PAGE TEXT: Begin
Michael J. Dochniak and Denise H. Dunn are antivaxxers.
Indeed, they belong to the fluffy murkiness of the fringes of the already
rabidly moronic antivaxx movement. In particular, they are the authors of Vaccine Delivery and Autism (The Latex Connection) (do take a look the comments in that link, in which Dochniak himself shows up; continued
here),
in which they blame “the latex rubber often used in vaccine packaging and
delivery systems,” for what they perceive as an increase in autism rates).
The guiding idea is that the dismal failure of previous attempts to link autism
to vaccines cannot possibly mean that vaccines are off the hook – the
antivaxxers have invested too much in that hypothesis, so instead of rejecting
it they need to look for a different kind of connection, and Dochniak’s and
Dunn’s attempts are among the desperate results (no, they have no independent
evidence for the link).
According to the blurb on the book Dochniak and Dunn are
leading experts in the etiology of allergy-induced regressive autism. This is
apparently granted them in virtue of having written a book together before called
Allergies and Autism, not because
they have any real expertise in any related field (Dochniak does point out that he has a publication in the pseudojournal Medical Hypotheses, though, as if that should count for anything). Their work is reviewed here,
here,
and here,
and summed up by commenter Lawrence as “a guess, inside an idea, wrapped in a
layer of ‘no evidence.’” Apparently the authors cite Schopenhauer’s infamous
(though possibly spuriously attributed), idiotic quote “All truth passes
through three stages. First, it is ridiculed. Second, it is violently opposed.
Third, it is accepted as being self-evident.” That quote alone should be ample evidence that we are dealing with some serious pseudoscience. And apparently that quote
is pretty much all they have to back up their hypothesis.
Diagnosis: Crackpottery, through and through.
PAGE TEXT: End
RAW DATA: Begin
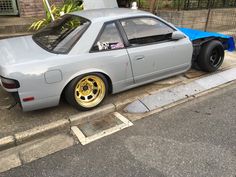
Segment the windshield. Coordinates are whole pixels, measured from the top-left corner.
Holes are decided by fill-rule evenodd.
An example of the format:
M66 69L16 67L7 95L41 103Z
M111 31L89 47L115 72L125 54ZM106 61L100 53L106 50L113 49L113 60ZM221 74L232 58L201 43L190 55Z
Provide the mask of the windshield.
M89 20L75 16L64 15L33 35L34 41L53 53L68 53L88 28Z

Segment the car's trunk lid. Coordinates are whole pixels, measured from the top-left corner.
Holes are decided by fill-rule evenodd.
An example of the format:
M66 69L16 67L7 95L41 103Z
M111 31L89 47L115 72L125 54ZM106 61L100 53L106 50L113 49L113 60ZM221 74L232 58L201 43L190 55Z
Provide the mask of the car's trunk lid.
M55 54L36 44L32 36L0 40L0 66L44 60Z

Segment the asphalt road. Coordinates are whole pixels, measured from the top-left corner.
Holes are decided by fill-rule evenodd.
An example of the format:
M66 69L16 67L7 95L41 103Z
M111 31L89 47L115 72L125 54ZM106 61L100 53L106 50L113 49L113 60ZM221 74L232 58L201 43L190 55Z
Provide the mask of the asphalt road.
M0 176L235 177L235 100L236 84Z

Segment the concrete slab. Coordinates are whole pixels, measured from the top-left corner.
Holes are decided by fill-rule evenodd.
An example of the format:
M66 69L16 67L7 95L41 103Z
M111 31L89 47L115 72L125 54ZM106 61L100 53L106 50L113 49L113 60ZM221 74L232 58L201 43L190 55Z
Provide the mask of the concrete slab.
M172 102L181 100L202 91L203 88L196 83L188 83L185 85L170 88L160 91L159 93L146 96L140 101L148 107L149 110L154 110L163 107ZM141 113L142 110L136 111Z
M236 78L236 68L229 69L222 73L218 73L219 76L223 77L225 80L232 81Z
M199 71L199 70L195 70L195 69L191 69L188 72L186 72L184 74L184 76L188 79L193 79L193 78L198 78L200 76L203 76L207 73L203 72L203 71Z
M149 112L150 110L139 100L132 102L124 109L125 112L139 113L139 112Z
M223 73L222 73L223 74ZM205 89L210 89L218 85L224 84L227 81L219 74L213 74L204 78L197 79L194 81Z
M29 163L72 145L74 145L72 137L59 134L22 149L19 154L23 163Z
M101 139L105 136L111 135L113 133L116 133L124 128L130 127L133 125L132 122L130 122L127 118L125 118L123 115L121 115L118 112L114 112L112 114L113 118L119 119L117 121L117 124L111 124L111 126L105 126L107 129L104 129L104 127L98 127L98 130L92 130L94 133L90 133L91 136L86 136L86 132L83 132L83 129L79 128L81 126L73 126L71 127L72 133L78 138L80 143L82 145L89 144L93 141L96 141L98 139ZM109 119L109 117L108 117ZM122 122L122 123L120 123ZM93 122L89 122L90 124L93 124ZM114 123L114 122L113 122ZM91 130L90 130L91 131ZM88 132L88 131L87 131Z
M160 91L149 96L145 96L142 99L135 101L128 105L124 111L129 113L145 113L146 110L138 109L141 104L144 104L149 111L153 111L158 108L168 107L170 104L174 104L177 101L181 101L185 98L197 95L201 92L205 92L209 89L213 89L217 86L226 84L229 81L236 80L236 68L229 69L227 71L222 71L196 79L187 84L172 87L167 90Z

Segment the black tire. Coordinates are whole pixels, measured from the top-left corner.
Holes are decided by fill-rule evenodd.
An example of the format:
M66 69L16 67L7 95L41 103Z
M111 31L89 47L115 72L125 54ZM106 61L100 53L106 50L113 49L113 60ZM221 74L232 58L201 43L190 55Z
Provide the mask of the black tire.
M201 47L197 66L205 72L216 71L224 61L224 47L220 41L213 40Z
M76 87L78 87L78 84L87 77L97 77L100 78L101 81L104 83L104 97L98 101L98 103L93 104L92 106L85 106L83 104L81 104L79 101L77 101L77 99L80 99L76 96ZM85 74L85 75L81 75L76 77L75 79L73 79L65 88L65 98L66 101L72 105L74 108L80 110L80 111L89 111L95 107L97 107L98 105L100 105L103 100L105 99L105 97L108 94L108 82L106 80L106 78L104 77L104 75L100 74L100 73L90 73L90 74ZM76 98L77 97L77 98Z

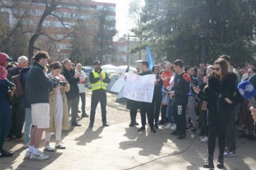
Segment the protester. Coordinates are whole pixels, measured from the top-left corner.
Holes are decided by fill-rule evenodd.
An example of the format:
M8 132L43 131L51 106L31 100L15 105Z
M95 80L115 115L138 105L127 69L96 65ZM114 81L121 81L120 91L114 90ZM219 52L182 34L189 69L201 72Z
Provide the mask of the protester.
M15 85L7 79L7 71L5 67L12 61L5 53L0 52L0 157L11 157L13 153L3 148L6 136L11 124L11 113L9 103L13 94Z
M82 117L87 118L89 117L89 116L86 113L86 85L87 84L86 79L87 79L87 75L86 73L82 70L82 65L80 63L76 65L75 73L81 73L81 75L79 77L80 81L77 83L79 89L78 104L80 97L82 101Z
M170 72L172 73L172 77L169 81L169 85L167 87L168 91L171 91L172 87L174 85L174 78L175 78L175 71L173 69L173 65L170 66ZM172 130L175 130L177 129L177 125L174 122L174 120L172 119L172 96L169 95L169 99L168 101L168 106L167 106L167 114L168 123L166 126L165 126L165 129L170 129Z
M28 71L30 70L31 67L34 62L34 56L31 58L30 61L30 67L25 67L22 69L22 83L24 88L26 87L26 79L28 74ZM32 125L32 115L31 115L31 105L28 103L28 101L26 97L26 93L22 97L22 107L25 109L25 126L24 126L24 141L23 142L23 148L28 148L30 145L30 134L31 131Z
M18 58L18 65L8 69L8 79L11 81L13 76L20 74L20 71L28 66L28 60L25 56ZM25 110L22 107L22 97L18 97L15 94L11 97L11 128L6 138L7 141L14 140L15 142L21 142L24 140L22 136L23 125L24 124Z
M78 94L79 89L77 83L80 81L79 77L81 73L75 73L75 70L71 69L71 62L69 59L63 60L64 70L62 73L70 85L69 91L66 91L67 99L68 110L70 114L71 110L71 126L81 126L82 125L77 122L78 114Z
M159 75L159 67L154 65L152 68L152 72L156 75L156 81L155 86L154 88L154 95L153 95L153 100L152 103L154 104L153 108L154 110L154 120L155 125L154 127L156 129L158 128L158 120L159 120L159 114L160 110L161 107L161 101L162 101L162 88L163 85L163 81L162 79L162 76ZM165 122L165 120L164 120Z
M55 132L55 147L62 149L66 148L61 142L61 129L69 129L69 112L65 92L69 91L70 87L64 76L60 75L62 66L59 62L53 62L50 65L50 69L51 73L48 74L47 77L51 80L55 77L60 79L58 86L50 91L50 127L44 129L44 150L51 152L54 151L54 148L50 145L52 132Z
M214 73L214 66L208 65L207 67L206 71L206 76L203 77L203 84L201 84L201 87L199 87L200 89L203 89L205 85L207 85L207 82L208 81L208 77L211 76L211 75ZM208 127L207 125L207 113L208 110L207 108L207 101L205 100L202 100L201 104L201 113L202 113L202 123L201 126L201 131L199 133L199 136L205 136L205 137L201 140L203 142L208 142Z
M26 95L31 103L33 126L25 158L44 160L49 156L39 151L39 146L44 129L49 127L49 90L57 87L57 79L50 80L44 73L44 68L50 59L46 52L38 51L34 59L26 82Z
M219 156L217 167L224 167L226 132L233 108L232 99L236 87L236 75L228 71L225 60L218 59L214 62L214 73L208 78L208 85L204 90L194 87L199 98L208 101L207 124L209 128L208 159L205 168L214 168L214 153L216 138L218 136Z
M137 70L133 70L132 73L136 75L137 74ZM126 80L126 79L127 77L125 76L125 79ZM137 110L139 109L139 101L128 99L126 108L130 110L131 122L129 126L131 127L134 125L139 125L136 122L137 112Z
M139 67L141 72L139 73L140 76L154 74L151 71L148 70L149 63L148 61L143 60L139 63ZM152 102L139 101L139 112L141 120L141 127L137 130L138 132L146 131L146 114L147 114L148 122L150 126L150 132L156 133L156 130L154 127L154 103Z
M89 128L92 128L94 124L96 109L98 102L100 103L101 117L103 126L108 126L106 122L106 85L110 82L108 74L101 69L99 60L94 62L94 70L90 73L89 79L92 85L91 112L90 115Z
M240 81L241 77L239 74L237 73L236 70L234 69L230 64L230 57L228 55L222 55L220 57L220 58L224 59L226 60L228 64L228 71L230 72L232 72L237 73L236 75L236 88L237 88L237 85L238 83L238 79ZM234 95L234 92L233 93L233 96ZM234 103L234 102L233 102ZM224 153L224 157L230 157L236 155L236 122L238 117L238 114L239 112L239 107L238 104L233 103L233 108L231 112L231 115L230 117L230 120L228 120L228 126L226 128L226 147L225 151Z
M169 85L170 77L172 77L172 73L170 72L170 63L166 62L164 65L165 70L162 73L161 77L163 81L163 86L167 87ZM165 124L166 120L167 114L167 105L169 98L169 93L163 92L163 96L161 102L161 120L159 121L158 124Z
M170 91L172 96L172 114L176 122L177 129L171 133L178 135L178 139L186 137L186 108L189 92L189 82L183 78L183 62L177 60L173 62L176 75L174 85Z
M187 74L191 77L191 82L189 85L189 92L188 93L188 102L187 105L187 119L188 118L191 118L191 120L192 122L193 128L189 132L191 134L195 134L197 130L197 114L195 112L195 93L193 89L192 85L194 85L195 86L198 86L198 81L197 80L193 77L194 75L194 67L192 66L187 66L186 71ZM192 82L192 83L191 83Z

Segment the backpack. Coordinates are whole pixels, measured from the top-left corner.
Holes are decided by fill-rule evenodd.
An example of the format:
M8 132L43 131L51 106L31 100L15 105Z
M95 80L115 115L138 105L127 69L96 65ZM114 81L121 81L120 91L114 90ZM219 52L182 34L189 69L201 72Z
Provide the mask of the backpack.
M19 74L11 77L11 81L15 84L16 88L13 92L17 97L22 97L25 93L25 90L22 83L22 75L21 71L20 71Z

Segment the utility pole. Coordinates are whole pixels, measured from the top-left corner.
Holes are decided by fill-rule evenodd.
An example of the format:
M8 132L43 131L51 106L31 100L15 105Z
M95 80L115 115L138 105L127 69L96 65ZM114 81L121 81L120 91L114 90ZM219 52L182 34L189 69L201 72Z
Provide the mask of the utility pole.
M127 64L129 66L129 44L130 43L130 35L128 34L127 38Z

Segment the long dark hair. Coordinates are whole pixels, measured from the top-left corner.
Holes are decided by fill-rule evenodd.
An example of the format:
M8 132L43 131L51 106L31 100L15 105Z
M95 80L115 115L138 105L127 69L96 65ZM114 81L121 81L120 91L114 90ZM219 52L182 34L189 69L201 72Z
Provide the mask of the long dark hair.
M159 71L160 71L159 67L158 65L154 65L153 67L152 67L152 71L154 73L155 73L155 69L156 69L156 67L158 68L158 73L156 75L156 79L159 79Z
M224 59L218 59L214 62L214 65L219 65L222 68L222 79L224 79L225 77L228 74L228 65ZM220 79L220 76L214 74L215 76Z
M61 69L62 66L59 61L55 61L50 65L51 70Z

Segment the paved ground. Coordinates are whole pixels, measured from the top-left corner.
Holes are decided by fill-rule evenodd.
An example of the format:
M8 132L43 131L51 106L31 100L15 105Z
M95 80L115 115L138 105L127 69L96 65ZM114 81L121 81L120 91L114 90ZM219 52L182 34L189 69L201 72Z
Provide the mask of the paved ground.
M89 94L86 97L88 113L90 97ZM113 99L114 97L108 96L109 127L101 126L99 105L94 127L88 128L88 118L80 118L82 126L63 132L62 141L66 149L44 152L50 155L49 160L24 159L26 150L22 148L22 143L6 142L5 147L14 153L12 157L0 159L0 169L203 169L201 165L206 159L207 144L201 142L197 134L187 133L186 139L179 140L170 136L164 126L160 126L157 134L150 133L148 127L146 132L137 132L136 127L128 126L129 116L125 107L111 102ZM53 135L52 144L54 139ZM41 144L42 151L44 137ZM237 154L225 158L226 169L256 169L255 141L238 139Z

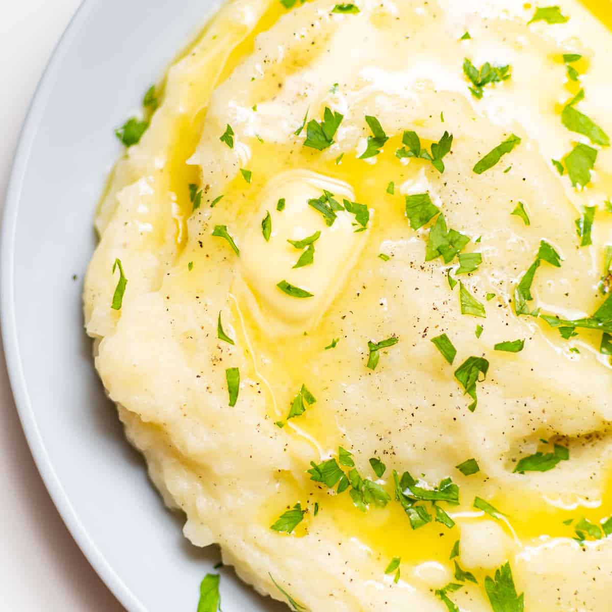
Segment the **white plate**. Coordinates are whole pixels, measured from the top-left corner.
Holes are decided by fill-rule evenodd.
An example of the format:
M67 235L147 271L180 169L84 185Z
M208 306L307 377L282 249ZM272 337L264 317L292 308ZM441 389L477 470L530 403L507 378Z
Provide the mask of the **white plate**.
M130 612L195 611L219 554L184 539L125 441L83 331L82 280L105 173L121 153L113 129L212 7L86 0L39 86L5 209L2 334L23 428L68 528ZM287 609L222 573L225 612Z

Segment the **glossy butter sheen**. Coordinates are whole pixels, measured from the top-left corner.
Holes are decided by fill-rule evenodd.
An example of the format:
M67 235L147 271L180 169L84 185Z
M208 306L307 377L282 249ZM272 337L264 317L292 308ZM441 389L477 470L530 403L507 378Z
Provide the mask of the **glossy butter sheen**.
M462 609L490 610L482 580L509 560L526 609L603 610L612 548L588 542L581 551L563 521L597 523L612 513L610 364L599 353L600 334L562 340L541 320L517 318L512 295L545 239L563 261L558 269L542 263L530 307L575 318L603 299L597 285L612 230L603 206L612 194L610 150L599 151L581 191L550 160L582 141L559 116L581 86L580 110L612 133L612 37L602 24L610 12L594 5L598 21L567 2L567 24L527 26L534 7L510 1L364 2L358 15L344 15L332 6L230 3L171 69L162 105L116 168L99 216L102 241L85 305L105 384L166 502L186 512L185 534L203 545L220 543L226 562L273 597L282 599L270 573L313 610L442 610L431 589L453 580L448 558L460 538L460 562L479 583L453 594ZM460 40L466 31L471 39ZM566 78L562 55L569 53L584 56L580 84ZM464 57L477 66L509 64L512 77L477 100ZM322 152L304 147L305 134L294 132L304 114L320 121L326 105L344 115L335 143ZM390 139L364 160L357 157L368 114ZM232 149L219 140L227 124ZM453 133L444 174L425 160L395 157L405 129L428 148L444 130ZM475 174L474 164L510 132L521 144ZM241 168L252 173L250 183ZM193 212L190 182L203 190ZM326 226L307 205L323 188L367 204L368 230L356 233L346 212ZM427 231L410 228L403 196L425 191L449 226L470 237L466 250L482 255L477 271L460 278L485 304L485 319L461 315L449 266L424 261ZM281 197L286 208L277 211ZM518 201L528 227L510 214ZM574 221L585 206L597 207L593 245L578 247ZM239 258L211 236L215 225L228 226ZM313 264L293 269L300 252L287 239L316 231ZM121 314L109 307L116 256L129 279ZM282 279L313 297L283 294L276 287ZM216 338L220 311L234 346ZM443 332L458 350L452 367L430 342ZM368 340L392 335L398 345L368 370ZM518 354L493 349L520 338ZM332 338L337 345L326 349ZM474 414L453 376L470 355L491 364ZM233 409L230 367L239 367L242 380ZM274 422L285 422L302 384L316 403L279 428ZM513 474L518 458L545 450L543 438L568 446L570 461L545 474ZM310 461L339 444L369 477L368 459L380 457L387 466L381 482L392 493L394 469L431 483L452 476L461 504L445 508L457 526L413 531L394 501L364 515L348 493L318 487L305 473ZM471 457L481 471L464 477L455 466ZM476 495L504 518L493 521L472 508ZM296 533L271 532L297 501L309 512ZM402 559L397 584L384 574L395 556ZM574 565L579 575L567 573Z

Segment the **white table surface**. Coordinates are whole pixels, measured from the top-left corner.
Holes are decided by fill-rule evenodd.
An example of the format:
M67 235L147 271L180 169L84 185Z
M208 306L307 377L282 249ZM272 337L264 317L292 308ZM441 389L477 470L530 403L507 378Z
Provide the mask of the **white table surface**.
M38 80L80 0L0 0L0 207ZM74 543L39 476L0 348L0 593L15 612L121 612Z

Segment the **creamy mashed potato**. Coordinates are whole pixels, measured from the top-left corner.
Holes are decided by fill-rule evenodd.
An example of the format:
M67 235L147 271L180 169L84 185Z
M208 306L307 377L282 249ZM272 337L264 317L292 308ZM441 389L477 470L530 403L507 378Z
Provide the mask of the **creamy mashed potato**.
M151 93L87 331L185 535L260 592L610 610L611 15L233 0Z

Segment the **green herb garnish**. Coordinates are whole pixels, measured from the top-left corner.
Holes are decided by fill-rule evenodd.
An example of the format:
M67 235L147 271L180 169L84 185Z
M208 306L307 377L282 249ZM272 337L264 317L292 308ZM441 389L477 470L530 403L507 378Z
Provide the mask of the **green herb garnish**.
M234 242L234 239L230 235L229 232L228 232L228 226L226 225L215 225L215 229L212 231L212 235L226 240L234 252L237 255L240 255L240 250L236 246L236 242Z
M240 370L237 368L228 368L225 370L225 379L228 384L228 392L230 394L230 405L236 406L240 389Z
M476 409L478 399L476 397L476 383L480 382L479 375L482 373L486 378L489 369L489 362L483 357L469 357L455 370L455 378L463 387L465 392L474 400L468 409L473 412ZM484 378L483 380L484 380Z
M517 144L520 144L521 139L515 134L511 134L501 144L492 149L474 166L474 171L477 174L493 167L501 159L502 157L509 153Z
M119 281L117 283L117 286L115 287L114 293L113 294L111 308L113 310L121 310L121 305L123 304L123 294L125 293L125 287L127 286L127 278L125 278L125 275L123 272L121 260L118 257L113 264L112 274L114 274L116 268L119 268Z

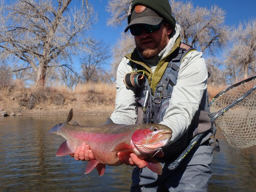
RAW DATA: End
**WHAT TO DO**.
For each statement below, say whether it agrees with the page text about Dochniak and Dunn, answering yes or no and quoting the words from the text that settle it.
1. Dochniak and Dunn had already written a book together before this one.
2. The text says the authors have independent evidence linking latex to autism.
3. The text says Dochniak has a publication in Medical Hypotheses.

**WRITTEN ANSWER**.
1. Yes: "having written a book together before called Allergies and Autism"
2. No: "no, they have no independent evidence for the link"
3. Yes: "he has a publication in the pseudojournal Medical Hypotheses"